**Required work:**
List every line in the records below that contains the word "pixel", copying each such line in full. Case matters.

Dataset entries

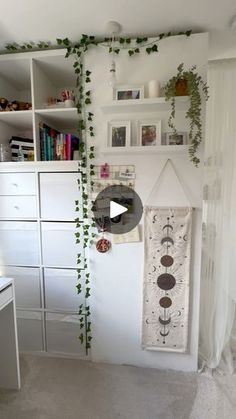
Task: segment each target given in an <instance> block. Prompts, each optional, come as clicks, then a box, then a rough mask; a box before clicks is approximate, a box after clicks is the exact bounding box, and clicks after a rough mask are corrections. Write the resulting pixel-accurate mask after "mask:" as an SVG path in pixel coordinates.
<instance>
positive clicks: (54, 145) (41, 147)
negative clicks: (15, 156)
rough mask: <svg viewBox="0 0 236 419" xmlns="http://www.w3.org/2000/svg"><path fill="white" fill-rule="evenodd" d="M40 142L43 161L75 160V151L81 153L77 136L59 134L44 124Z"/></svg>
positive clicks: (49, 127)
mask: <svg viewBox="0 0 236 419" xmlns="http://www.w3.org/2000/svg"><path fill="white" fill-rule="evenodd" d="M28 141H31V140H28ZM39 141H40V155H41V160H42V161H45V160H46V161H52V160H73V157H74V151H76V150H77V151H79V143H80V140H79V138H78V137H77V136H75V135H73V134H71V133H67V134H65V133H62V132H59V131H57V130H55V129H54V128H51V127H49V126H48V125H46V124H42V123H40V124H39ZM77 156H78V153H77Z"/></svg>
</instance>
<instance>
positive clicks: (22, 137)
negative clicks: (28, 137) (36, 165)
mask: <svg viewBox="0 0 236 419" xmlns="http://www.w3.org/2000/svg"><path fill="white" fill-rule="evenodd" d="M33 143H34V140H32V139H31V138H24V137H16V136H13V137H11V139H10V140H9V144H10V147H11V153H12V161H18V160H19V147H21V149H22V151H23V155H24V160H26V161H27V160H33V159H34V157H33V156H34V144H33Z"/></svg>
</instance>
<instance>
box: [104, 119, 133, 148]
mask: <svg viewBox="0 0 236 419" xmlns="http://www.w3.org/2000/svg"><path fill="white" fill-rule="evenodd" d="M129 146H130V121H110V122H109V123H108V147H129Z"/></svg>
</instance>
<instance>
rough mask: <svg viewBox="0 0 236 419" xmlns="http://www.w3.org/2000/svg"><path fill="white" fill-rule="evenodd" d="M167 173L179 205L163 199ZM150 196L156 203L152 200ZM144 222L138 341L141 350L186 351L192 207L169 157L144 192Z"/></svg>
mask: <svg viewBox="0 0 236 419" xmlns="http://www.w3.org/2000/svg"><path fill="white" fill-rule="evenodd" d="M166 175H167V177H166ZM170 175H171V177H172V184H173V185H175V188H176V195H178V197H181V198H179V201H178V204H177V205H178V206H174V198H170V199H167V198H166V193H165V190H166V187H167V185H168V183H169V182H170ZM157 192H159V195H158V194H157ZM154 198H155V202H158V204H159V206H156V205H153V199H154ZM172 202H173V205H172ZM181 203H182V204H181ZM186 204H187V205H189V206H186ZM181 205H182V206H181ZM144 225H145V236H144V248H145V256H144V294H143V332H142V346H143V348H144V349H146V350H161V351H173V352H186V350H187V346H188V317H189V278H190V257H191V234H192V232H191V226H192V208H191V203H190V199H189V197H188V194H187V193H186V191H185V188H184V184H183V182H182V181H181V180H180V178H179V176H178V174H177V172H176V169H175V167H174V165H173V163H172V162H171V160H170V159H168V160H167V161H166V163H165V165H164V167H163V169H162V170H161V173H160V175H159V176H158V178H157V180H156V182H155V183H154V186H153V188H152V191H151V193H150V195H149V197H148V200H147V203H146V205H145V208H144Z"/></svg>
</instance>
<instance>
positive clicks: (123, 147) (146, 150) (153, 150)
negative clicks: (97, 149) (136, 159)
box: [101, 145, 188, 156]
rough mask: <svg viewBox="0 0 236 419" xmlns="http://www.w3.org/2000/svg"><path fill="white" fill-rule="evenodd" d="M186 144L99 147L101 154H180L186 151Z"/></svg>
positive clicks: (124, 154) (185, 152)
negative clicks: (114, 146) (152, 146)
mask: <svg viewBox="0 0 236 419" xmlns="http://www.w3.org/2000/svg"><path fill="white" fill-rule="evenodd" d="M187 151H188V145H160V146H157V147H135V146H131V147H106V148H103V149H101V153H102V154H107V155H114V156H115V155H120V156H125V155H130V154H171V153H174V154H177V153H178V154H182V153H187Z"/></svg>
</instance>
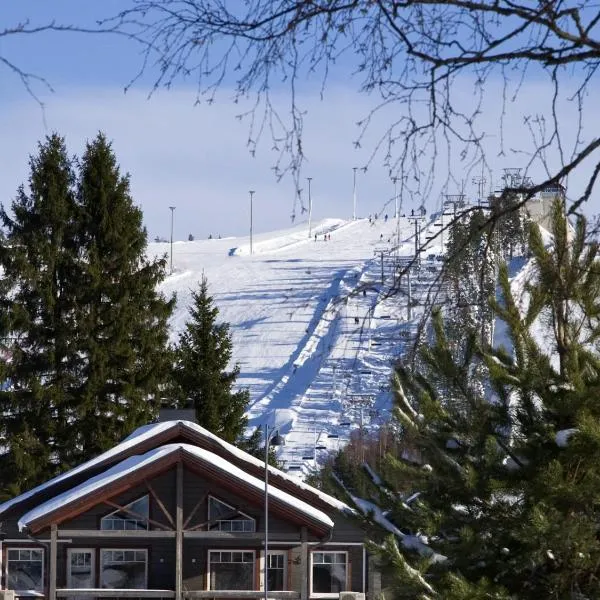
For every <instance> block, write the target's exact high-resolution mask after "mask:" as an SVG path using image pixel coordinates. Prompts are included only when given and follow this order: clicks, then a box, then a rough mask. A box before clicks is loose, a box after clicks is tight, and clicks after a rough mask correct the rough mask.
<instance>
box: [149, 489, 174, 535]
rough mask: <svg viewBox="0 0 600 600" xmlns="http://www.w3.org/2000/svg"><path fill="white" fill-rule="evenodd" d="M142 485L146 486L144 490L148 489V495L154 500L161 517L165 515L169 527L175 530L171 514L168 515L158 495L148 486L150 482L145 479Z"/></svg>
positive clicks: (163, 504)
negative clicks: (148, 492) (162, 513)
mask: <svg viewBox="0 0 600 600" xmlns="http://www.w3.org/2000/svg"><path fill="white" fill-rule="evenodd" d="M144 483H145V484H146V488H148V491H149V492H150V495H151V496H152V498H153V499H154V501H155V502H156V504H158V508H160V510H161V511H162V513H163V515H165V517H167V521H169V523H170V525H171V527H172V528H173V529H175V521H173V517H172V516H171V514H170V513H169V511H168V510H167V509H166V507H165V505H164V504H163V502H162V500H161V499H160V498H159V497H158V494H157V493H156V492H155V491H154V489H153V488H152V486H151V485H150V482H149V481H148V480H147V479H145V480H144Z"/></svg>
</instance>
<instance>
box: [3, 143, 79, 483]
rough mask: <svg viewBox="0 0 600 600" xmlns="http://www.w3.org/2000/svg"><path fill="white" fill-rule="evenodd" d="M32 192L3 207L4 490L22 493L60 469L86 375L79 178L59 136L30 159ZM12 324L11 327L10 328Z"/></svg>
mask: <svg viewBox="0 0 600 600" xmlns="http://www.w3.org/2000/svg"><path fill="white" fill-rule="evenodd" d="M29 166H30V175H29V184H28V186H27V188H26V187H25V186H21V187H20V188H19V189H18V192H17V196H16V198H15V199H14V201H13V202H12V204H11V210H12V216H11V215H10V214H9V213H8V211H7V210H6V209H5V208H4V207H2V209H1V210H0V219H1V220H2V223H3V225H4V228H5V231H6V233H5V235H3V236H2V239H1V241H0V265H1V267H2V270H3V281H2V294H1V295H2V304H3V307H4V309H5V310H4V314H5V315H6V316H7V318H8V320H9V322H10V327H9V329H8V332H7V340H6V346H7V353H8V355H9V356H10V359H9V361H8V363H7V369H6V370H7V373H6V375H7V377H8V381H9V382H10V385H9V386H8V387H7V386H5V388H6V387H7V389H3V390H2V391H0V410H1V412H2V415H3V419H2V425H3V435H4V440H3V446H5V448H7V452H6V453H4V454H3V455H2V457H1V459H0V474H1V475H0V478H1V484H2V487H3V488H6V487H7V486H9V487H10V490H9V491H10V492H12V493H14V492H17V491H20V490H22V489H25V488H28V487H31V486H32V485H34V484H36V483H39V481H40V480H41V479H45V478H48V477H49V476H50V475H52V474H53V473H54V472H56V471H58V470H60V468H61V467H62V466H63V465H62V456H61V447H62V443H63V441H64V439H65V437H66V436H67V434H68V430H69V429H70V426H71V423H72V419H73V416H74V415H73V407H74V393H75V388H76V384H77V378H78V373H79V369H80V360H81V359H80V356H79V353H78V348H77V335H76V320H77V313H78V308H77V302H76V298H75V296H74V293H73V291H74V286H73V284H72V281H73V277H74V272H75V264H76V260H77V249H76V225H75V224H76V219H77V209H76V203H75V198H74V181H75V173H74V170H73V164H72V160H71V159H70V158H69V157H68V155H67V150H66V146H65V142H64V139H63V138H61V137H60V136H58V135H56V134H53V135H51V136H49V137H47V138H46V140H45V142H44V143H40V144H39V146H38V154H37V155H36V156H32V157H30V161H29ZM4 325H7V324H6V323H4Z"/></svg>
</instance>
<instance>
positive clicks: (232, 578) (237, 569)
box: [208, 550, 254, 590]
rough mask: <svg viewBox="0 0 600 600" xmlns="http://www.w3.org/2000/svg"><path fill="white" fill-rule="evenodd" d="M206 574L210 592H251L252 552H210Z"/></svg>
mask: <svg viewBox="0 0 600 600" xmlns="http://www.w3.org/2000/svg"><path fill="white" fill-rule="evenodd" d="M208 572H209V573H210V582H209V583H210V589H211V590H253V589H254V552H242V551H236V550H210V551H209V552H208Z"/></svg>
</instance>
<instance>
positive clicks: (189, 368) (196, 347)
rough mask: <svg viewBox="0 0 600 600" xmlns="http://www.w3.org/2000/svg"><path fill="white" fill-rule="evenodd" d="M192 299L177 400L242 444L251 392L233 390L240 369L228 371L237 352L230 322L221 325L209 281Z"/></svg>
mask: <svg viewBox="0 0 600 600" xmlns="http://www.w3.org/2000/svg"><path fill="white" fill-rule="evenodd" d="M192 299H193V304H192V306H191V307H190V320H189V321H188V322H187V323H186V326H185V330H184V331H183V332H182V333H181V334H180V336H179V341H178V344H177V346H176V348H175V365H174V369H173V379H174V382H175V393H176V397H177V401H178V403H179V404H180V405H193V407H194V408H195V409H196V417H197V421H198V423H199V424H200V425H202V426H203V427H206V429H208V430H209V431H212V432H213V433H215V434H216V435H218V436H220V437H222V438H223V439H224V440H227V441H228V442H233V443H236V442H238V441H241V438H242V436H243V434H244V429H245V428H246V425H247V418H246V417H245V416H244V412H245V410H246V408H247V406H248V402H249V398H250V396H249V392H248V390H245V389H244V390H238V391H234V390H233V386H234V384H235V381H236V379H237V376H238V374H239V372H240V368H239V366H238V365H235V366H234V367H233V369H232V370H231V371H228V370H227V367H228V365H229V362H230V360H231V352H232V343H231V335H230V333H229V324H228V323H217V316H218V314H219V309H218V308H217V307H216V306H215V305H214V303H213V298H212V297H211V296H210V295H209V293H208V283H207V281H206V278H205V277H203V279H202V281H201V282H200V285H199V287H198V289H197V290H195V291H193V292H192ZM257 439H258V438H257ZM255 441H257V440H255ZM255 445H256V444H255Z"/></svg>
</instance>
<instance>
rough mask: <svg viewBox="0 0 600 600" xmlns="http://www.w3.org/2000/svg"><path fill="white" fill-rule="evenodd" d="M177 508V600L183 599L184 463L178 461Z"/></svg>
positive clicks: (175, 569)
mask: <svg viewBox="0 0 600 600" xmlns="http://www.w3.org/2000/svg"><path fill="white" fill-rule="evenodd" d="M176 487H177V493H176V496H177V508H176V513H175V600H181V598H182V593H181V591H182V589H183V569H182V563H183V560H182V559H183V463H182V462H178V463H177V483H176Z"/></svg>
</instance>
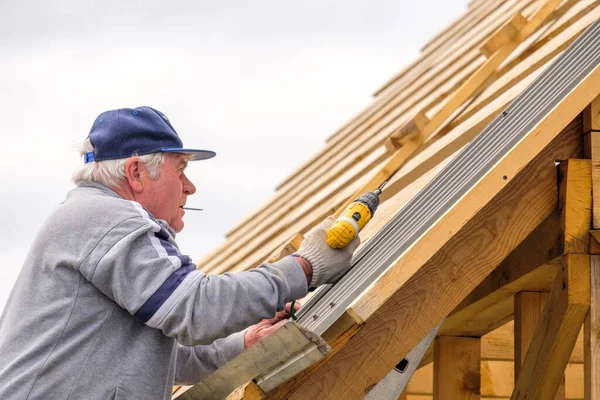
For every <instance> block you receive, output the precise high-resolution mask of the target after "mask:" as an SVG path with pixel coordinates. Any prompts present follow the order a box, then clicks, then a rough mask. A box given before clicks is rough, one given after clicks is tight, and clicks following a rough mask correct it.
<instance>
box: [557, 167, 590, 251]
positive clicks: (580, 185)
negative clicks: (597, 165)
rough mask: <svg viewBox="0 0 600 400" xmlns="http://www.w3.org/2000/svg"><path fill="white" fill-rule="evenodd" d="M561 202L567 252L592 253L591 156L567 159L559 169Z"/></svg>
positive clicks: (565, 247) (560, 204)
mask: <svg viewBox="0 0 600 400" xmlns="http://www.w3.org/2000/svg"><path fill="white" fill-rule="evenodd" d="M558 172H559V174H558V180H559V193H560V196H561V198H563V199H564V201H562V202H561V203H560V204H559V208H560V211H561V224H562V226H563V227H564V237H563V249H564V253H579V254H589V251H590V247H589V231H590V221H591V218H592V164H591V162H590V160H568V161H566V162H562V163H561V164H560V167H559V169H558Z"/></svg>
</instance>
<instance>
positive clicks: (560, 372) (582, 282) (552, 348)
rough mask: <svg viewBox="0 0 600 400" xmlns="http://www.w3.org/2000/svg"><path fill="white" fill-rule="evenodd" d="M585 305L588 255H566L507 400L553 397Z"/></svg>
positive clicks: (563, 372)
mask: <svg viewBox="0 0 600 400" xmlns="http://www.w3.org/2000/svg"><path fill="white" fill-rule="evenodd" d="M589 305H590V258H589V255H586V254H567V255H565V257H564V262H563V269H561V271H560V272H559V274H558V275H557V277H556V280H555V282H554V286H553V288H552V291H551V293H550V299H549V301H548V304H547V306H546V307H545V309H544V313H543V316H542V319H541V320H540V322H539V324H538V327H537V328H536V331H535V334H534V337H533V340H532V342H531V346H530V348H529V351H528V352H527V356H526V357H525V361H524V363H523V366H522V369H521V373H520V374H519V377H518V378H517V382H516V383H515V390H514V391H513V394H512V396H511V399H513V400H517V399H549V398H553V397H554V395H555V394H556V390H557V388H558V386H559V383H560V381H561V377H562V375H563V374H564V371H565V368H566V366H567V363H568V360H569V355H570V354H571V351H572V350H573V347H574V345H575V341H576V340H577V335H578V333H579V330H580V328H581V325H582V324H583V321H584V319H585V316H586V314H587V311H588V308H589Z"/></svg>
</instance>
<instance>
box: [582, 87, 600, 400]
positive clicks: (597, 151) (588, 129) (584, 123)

**Result of this task:**
Task: segment each target given in an <instance> block. Prompts, each optional, come as clicks, then a box, then a rough mask; a box before clicks is approximate, a box after clicks is the exact bounding box, and clicks after a rough mask are corrections. Write the resulting pixel-accurate mask after "mask:" as an SVG path in pixel coordinates.
For every <instance> block, write the target's exact high-resolution mask after "mask:" as an SVG path using image pixel coordinates. Prompts are included only when given and follow this order: clicks, then a box, then a rough mask. A box before clicks is loose, a box after clicks is tight, and clicks after a rough mask correct the rough mask.
For every <instance> block you receive, output the precise high-resolution mask of the target after "mask:" as an SVG path with pixel coordinates. Any prompts present follow the order a box, then clicks, then a rough mask. A box given before clicks is rough, one given after clicks is tight, and clicks following a rough mask correct it.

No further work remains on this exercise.